▼
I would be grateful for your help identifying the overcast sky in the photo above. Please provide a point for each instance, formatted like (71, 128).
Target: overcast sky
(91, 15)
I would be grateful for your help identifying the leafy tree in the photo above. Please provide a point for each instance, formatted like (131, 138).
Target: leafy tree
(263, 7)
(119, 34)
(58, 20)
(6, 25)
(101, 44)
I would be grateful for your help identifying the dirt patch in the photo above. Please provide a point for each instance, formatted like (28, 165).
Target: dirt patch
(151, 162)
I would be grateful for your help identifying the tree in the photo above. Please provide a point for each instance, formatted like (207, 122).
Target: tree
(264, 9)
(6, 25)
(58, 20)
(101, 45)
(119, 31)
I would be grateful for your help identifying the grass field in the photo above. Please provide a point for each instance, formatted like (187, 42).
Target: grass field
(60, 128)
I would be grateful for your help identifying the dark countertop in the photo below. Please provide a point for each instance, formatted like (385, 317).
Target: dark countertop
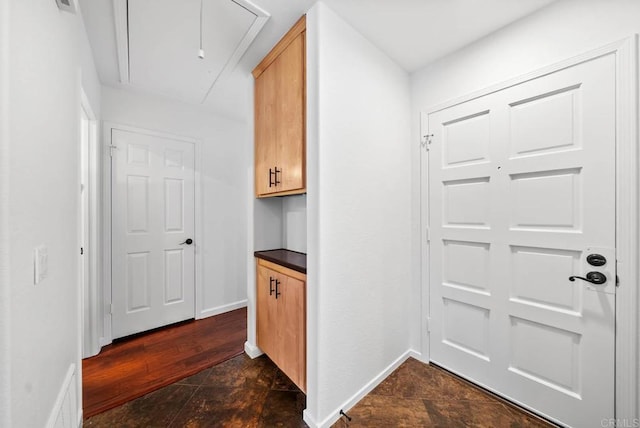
(287, 258)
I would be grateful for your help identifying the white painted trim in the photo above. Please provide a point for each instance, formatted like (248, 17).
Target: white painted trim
(93, 248)
(627, 238)
(424, 244)
(627, 222)
(106, 235)
(198, 232)
(252, 350)
(222, 309)
(261, 19)
(349, 403)
(63, 393)
(121, 23)
(106, 212)
(5, 287)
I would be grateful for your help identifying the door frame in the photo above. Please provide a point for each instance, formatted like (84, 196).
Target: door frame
(627, 354)
(90, 291)
(107, 213)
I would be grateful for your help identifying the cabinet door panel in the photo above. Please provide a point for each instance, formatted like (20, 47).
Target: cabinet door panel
(292, 330)
(290, 133)
(266, 314)
(266, 120)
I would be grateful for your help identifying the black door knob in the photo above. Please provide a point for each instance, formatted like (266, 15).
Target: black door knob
(592, 277)
(596, 260)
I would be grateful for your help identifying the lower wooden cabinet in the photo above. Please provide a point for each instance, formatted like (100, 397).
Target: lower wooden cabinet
(281, 319)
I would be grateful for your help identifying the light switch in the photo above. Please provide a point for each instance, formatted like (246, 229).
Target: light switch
(40, 264)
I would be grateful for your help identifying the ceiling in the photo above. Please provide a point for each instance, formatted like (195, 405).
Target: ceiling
(152, 45)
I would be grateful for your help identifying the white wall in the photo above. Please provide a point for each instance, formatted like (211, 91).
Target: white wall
(358, 213)
(294, 223)
(5, 289)
(560, 31)
(48, 58)
(225, 158)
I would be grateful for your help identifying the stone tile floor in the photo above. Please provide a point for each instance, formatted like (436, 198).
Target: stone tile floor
(247, 393)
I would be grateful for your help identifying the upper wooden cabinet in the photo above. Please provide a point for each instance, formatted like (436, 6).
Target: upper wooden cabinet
(280, 118)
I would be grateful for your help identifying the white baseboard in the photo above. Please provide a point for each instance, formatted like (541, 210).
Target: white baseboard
(205, 313)
(252, 350)
(335, 415)
(65, 409)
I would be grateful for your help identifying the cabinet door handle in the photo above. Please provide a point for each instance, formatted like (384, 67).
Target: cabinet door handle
(278, 171)
(271, 174)
(271, 289)
(277, 285)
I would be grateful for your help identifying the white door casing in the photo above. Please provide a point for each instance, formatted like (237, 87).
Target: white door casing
(153, 214)
(521, 190)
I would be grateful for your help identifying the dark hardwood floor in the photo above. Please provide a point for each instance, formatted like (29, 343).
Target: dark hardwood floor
(135, 366)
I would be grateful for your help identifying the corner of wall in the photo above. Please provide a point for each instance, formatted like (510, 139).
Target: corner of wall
(5, 291)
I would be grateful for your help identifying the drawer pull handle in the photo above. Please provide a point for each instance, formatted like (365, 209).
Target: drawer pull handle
(277, 285)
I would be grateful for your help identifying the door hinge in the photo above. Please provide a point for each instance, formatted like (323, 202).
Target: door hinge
(426, 141)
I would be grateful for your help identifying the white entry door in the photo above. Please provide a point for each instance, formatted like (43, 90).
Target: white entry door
(153, 263)
(521, 193)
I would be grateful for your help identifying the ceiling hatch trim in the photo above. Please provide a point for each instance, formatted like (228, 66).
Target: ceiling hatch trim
(122, 32)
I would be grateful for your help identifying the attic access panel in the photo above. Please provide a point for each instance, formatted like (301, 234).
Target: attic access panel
(163, 39)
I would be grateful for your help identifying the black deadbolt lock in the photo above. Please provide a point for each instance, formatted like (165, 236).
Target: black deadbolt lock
(596, 260)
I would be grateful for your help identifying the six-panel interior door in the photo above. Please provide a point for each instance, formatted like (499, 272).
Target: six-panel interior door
(521, 191)
(153, 270)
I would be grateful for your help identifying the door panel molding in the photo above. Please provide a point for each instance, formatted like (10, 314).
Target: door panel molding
(627, 360)
(107, 215)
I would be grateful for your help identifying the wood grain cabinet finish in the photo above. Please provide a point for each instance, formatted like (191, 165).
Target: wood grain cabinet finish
(280, 118)
(281, 319)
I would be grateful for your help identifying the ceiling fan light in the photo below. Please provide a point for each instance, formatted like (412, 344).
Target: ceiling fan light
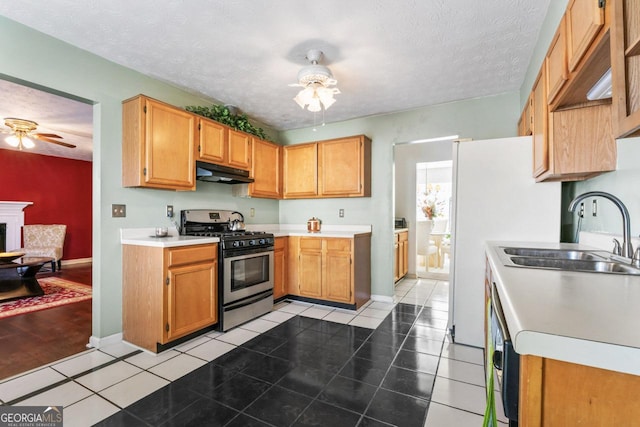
(27, 142)
(12, 140)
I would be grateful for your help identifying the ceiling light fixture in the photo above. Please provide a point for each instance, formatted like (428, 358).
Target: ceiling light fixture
(22, 134)
(316, 81)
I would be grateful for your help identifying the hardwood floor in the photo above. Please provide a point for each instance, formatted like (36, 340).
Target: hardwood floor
(30, 340)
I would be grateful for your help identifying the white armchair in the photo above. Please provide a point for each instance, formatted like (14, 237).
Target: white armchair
(42, 240)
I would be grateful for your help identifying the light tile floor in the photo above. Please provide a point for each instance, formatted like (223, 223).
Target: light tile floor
(99, 382)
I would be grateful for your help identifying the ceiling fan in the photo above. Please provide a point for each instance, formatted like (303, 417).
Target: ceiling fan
(22, 133)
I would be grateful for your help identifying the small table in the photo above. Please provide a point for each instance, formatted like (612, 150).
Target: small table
(18, 278)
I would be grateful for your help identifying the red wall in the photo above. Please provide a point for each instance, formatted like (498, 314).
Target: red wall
(60, 190)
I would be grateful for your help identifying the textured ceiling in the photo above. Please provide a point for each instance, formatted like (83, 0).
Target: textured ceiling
(387, 55)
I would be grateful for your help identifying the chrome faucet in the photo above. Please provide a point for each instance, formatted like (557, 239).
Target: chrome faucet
(627, 248)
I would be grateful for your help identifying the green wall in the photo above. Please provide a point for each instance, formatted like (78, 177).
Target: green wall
(65, 69)
(38, 60)
(482, 118)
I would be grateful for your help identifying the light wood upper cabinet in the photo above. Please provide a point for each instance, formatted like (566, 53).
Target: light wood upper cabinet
(266, 169)
(584, 19)
(525, 124)
(168, 293)
(333, 168)
(556, 63)
(625, 67)
(540, 116)
(157, 145)
(344, 167)
(300, 168)
(212, 141)
(239, 150)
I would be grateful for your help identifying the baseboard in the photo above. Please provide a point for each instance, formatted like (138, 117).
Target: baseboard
(96, 342)
(382, 298)
(77, 261)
▲
Exercise brief :: Starting from the line that contains "I would be grateful for your help identifying the baseboard", give again every line to the last line of the data, exactly. Include nothing else.

Task output ::
I would be grateful for your help identifying the baseboard in the photo above. Please provide a point for each instance, formatted like (138, 117).
Target: baseboard
(96, 342)
(382, 298)
(77, 261)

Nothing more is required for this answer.